→ DATA TO EXAMINE:
****

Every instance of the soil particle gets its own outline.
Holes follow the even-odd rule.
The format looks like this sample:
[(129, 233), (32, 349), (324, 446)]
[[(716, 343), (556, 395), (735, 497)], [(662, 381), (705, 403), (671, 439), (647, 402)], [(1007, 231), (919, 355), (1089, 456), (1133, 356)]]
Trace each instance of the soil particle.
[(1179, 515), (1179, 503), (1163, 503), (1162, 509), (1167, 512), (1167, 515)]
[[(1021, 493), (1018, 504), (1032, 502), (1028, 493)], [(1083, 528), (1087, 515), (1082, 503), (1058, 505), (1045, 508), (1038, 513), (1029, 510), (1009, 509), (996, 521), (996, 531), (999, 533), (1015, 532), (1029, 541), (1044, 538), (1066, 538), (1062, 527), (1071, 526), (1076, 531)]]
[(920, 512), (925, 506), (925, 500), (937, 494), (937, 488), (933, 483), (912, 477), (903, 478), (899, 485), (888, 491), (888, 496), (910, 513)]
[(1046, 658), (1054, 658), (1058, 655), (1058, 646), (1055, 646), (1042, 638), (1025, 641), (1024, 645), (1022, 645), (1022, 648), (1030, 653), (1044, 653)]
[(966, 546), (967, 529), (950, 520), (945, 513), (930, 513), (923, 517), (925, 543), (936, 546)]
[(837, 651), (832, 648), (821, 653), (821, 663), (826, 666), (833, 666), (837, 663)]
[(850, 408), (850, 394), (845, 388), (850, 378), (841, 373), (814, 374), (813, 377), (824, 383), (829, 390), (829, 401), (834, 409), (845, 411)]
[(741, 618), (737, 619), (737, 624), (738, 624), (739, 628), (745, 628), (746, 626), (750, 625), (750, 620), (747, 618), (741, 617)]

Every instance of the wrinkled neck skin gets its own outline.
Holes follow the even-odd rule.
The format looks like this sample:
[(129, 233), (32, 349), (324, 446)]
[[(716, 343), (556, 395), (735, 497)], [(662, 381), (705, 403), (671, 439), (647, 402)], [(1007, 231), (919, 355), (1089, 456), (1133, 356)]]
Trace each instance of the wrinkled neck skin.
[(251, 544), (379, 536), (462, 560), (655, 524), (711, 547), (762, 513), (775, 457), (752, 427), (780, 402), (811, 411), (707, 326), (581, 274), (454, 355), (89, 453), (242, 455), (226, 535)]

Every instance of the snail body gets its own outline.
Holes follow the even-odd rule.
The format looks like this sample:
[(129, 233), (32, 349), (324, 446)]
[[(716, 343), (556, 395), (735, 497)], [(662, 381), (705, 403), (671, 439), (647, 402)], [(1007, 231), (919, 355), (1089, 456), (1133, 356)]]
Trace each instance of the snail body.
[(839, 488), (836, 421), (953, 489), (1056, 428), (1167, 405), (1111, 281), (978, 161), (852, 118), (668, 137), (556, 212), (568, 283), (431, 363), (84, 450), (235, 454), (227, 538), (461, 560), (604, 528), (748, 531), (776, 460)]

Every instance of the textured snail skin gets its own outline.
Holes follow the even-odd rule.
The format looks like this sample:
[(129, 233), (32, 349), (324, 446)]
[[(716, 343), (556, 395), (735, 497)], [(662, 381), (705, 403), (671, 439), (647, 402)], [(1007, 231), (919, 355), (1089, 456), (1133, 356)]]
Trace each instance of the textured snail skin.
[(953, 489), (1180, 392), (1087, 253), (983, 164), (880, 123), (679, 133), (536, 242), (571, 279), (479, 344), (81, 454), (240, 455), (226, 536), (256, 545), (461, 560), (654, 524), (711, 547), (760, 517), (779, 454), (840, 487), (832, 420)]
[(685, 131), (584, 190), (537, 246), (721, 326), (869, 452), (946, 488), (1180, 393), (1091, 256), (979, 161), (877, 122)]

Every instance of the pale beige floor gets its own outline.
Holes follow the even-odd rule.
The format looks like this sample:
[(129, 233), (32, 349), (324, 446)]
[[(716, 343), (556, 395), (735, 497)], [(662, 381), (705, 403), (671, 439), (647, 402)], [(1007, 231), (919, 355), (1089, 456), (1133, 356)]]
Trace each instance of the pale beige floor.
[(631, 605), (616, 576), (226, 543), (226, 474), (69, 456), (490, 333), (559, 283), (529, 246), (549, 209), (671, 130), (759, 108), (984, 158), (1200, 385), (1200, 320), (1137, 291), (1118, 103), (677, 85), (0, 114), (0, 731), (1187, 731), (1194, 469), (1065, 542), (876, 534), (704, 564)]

****

→ HOW TO COMPLETE THIS TASK: Reproduce each line of the records in which the string "Every" appears.

→ RESPONSE FOR THIS EXERCISE:
Every instance of the soil particle gets its own outline.
Every instance of the wrinkled neck skin gets its own outline.
Every instance of the snail body gets its own outline.
Every instance of the textured snail skin gets its own outline.
Every instance of the pale beige floor gets its own outline.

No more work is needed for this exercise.